++++ Quoted passage ++++

Aren't we a lot like this? Some of us used to want nothing so much as to fall in love, get married, have a nice home, a couple of kids, a good car, an occasional vacation.
And we got it. Yet counselors' and pastors' offices are full of unfulfilled wives and unhappy husbands. They got what they wanted, but ended up not wanting what they got.
Some of us wanted nothing so much as to get a good job. And we got it. Yet before too long that became old hat and we grew dissatisfied, became irritable, and wished we could do something else.
Some of us had real cause to worry about a possibly serious health problem. We finally bit the bullet, went to the doctor, got ourselves checked out, learned that it wasn't the end and life could be quite manageable. We were relieved for a while, but the good news wore off and soon we became convinced not all the trouble was diagnosed!

++++

Problem A
Answer these about the passage on getting what we wanted:
(i) What are counselors' and pastors' offices said to be full of?
(ii) Once the good job became old hat, what three things happened?
(iii) After the good news from the doctor wore off, what did some become convinced of?
Problem B
Quote the part of the passage on getting what we wanted that opens with the words containing "And we got it. Yet counselors'" and closes with "trouble was diagnosed!".

++++ Given entries ++++

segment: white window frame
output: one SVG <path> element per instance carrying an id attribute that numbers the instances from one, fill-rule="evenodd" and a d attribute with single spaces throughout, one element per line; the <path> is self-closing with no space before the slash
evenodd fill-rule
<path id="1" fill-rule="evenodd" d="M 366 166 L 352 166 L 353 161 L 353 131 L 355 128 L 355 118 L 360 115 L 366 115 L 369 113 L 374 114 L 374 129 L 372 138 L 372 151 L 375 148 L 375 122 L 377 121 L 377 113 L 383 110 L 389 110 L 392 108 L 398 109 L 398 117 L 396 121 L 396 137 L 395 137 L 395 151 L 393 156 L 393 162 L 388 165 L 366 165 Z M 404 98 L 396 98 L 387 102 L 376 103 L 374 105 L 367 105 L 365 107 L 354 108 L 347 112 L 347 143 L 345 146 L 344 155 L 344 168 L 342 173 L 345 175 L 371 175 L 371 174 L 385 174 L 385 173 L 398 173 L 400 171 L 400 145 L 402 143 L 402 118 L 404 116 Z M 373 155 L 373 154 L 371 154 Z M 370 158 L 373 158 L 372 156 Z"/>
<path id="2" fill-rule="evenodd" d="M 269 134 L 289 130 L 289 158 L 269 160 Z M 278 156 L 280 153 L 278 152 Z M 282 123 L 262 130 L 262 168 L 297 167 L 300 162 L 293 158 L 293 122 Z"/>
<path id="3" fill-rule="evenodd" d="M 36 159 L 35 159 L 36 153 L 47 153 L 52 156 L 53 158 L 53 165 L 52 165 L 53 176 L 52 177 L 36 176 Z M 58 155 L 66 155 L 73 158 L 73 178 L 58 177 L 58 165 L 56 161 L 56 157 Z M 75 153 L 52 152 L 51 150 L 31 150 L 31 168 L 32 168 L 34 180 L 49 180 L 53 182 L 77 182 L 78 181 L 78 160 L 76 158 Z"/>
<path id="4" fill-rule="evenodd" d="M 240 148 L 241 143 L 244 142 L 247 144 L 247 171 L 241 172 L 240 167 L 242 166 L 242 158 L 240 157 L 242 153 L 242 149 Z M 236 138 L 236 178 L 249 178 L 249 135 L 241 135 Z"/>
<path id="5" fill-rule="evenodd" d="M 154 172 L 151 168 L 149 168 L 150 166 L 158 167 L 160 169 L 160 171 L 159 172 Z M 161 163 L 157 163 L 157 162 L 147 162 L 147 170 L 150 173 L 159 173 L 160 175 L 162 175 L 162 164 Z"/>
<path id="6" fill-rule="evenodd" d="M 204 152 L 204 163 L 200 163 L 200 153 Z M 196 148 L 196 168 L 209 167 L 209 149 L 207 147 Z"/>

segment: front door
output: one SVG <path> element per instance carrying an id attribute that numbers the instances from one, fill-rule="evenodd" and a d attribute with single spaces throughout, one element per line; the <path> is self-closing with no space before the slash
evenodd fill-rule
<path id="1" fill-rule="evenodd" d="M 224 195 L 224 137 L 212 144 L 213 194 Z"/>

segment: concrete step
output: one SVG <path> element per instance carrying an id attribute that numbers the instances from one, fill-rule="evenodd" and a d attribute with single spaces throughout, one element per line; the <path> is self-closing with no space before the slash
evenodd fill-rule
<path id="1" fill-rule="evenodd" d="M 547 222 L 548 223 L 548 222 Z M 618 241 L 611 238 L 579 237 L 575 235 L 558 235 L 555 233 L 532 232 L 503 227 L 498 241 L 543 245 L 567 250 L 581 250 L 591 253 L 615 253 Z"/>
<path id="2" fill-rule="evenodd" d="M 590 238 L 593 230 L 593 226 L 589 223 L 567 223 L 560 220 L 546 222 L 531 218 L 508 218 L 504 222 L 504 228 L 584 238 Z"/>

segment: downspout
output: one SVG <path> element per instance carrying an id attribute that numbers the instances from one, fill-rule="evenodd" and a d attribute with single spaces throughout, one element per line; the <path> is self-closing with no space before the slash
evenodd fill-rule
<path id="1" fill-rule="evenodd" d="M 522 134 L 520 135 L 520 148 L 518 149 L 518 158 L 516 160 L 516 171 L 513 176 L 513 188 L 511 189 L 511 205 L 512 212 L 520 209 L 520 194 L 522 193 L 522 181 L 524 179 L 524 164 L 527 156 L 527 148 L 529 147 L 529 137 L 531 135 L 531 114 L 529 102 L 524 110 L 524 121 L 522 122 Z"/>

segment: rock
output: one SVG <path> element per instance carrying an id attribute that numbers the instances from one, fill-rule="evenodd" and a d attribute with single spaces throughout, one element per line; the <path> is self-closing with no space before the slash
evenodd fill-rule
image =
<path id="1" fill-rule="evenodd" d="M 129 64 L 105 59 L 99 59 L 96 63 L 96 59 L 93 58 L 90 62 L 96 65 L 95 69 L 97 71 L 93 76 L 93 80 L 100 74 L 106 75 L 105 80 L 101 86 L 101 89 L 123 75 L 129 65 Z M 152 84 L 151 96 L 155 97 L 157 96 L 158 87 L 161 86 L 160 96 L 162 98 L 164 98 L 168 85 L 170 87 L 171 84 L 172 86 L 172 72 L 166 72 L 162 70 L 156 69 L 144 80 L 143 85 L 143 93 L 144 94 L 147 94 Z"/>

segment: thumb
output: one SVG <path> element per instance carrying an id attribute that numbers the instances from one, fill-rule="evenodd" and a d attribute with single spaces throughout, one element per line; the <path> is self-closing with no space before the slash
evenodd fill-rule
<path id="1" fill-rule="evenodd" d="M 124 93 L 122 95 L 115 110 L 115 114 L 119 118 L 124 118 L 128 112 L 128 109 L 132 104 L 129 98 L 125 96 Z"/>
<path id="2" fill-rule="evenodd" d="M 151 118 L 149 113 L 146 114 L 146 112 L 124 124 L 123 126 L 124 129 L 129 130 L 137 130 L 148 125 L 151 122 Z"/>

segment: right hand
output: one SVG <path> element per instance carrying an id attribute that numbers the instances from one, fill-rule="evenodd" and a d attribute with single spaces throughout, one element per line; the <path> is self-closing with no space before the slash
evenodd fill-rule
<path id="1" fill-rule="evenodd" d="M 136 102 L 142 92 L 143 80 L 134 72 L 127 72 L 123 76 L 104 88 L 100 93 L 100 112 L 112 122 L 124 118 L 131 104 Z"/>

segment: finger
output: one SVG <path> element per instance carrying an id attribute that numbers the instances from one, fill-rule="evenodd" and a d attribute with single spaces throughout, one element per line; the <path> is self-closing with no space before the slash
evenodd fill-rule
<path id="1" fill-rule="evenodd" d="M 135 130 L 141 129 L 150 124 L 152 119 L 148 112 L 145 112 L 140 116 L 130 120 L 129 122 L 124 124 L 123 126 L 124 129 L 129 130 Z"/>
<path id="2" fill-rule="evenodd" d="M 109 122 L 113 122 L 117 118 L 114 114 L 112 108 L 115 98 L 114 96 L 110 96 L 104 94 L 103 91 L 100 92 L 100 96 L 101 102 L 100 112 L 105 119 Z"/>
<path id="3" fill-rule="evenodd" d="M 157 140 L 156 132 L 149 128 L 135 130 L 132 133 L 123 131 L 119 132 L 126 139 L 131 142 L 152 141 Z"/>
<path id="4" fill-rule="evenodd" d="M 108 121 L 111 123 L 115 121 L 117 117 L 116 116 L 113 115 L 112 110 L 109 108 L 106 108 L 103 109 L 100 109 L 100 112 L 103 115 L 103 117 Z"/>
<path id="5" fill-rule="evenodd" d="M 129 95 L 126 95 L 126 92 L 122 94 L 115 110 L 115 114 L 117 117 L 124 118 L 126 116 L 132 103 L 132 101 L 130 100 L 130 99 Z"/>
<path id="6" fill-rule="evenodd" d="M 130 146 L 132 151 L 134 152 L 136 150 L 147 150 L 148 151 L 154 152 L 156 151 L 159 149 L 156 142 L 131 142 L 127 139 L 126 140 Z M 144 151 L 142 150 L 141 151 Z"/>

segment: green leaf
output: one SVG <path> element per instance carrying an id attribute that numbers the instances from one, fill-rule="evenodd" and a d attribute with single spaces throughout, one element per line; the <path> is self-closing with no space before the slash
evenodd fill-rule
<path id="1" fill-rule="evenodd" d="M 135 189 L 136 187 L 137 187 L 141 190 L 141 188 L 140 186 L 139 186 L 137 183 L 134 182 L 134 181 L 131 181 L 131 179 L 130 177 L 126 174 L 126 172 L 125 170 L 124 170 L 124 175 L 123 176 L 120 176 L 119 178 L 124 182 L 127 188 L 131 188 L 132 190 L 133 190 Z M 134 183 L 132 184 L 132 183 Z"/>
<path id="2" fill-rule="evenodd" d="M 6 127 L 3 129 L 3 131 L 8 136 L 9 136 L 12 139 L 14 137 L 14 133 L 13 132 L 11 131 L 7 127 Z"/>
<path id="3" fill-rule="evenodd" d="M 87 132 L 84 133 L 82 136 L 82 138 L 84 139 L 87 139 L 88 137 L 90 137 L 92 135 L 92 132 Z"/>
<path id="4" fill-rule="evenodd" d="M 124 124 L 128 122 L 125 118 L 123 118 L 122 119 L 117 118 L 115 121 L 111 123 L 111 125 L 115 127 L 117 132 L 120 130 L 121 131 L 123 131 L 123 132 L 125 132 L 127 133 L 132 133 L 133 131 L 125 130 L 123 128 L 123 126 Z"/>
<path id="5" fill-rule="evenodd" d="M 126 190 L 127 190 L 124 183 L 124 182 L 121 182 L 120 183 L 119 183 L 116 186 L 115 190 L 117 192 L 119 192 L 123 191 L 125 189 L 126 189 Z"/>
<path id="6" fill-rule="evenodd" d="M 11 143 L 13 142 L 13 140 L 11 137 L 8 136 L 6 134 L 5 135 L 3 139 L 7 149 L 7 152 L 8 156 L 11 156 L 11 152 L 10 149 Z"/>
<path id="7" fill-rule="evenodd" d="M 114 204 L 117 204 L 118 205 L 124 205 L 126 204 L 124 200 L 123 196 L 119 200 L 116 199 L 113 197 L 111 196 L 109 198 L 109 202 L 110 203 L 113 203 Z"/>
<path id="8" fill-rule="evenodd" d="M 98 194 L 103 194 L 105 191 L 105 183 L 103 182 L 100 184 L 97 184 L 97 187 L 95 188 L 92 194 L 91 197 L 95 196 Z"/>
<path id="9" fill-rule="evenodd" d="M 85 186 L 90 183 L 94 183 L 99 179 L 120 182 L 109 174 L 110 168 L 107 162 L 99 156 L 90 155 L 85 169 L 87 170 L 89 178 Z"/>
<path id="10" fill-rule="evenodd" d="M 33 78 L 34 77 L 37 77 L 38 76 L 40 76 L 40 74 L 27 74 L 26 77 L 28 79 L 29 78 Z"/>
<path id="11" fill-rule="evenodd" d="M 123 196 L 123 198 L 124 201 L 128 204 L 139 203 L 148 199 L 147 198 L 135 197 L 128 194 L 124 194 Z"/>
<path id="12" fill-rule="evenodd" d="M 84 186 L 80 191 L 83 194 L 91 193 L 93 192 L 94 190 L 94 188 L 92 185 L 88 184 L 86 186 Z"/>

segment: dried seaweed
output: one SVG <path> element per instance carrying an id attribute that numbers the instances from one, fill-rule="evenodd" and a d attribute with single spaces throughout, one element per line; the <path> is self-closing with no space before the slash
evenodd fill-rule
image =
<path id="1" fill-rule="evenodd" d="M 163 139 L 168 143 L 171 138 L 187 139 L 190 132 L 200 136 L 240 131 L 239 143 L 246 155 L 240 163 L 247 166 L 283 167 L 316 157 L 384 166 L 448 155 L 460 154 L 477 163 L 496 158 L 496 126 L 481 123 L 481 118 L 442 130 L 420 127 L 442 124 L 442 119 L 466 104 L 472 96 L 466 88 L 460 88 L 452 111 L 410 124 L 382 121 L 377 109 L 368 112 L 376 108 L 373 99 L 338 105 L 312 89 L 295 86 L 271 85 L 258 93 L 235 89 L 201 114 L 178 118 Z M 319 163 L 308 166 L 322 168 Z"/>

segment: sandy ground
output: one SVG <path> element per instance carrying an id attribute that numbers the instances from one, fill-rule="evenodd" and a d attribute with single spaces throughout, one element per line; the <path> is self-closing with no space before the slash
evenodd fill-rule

++++

Response box A
(i) Unfulfilled wives and unhappy husbands.
(ii) They grew dissatisfied, became irritable, and wished they could do something else.
(iii) That not all the trouble was diagnosed.

Response box B
And we got it. Yet counselors' and pastors' offices are full of unfulfilled wives and unhappy husbands. They got what they wanted, but ended up not wanting what they got.
Some of us wanted nothing so much as to get a good job. And we got it. Yet before too long that became old hat and we grew dissatisfied, became irritable, and wished we could do something else.
Some of us had real cause to worry about a possibly serious health problem. We finally bit the bullet, went to the doctor, got ourselves checked out, learned that it wasn't the end and life could be quite manageable. We were relieved for a while, but the good news wore off and soon we became convinced not all the trouble was diagnosed!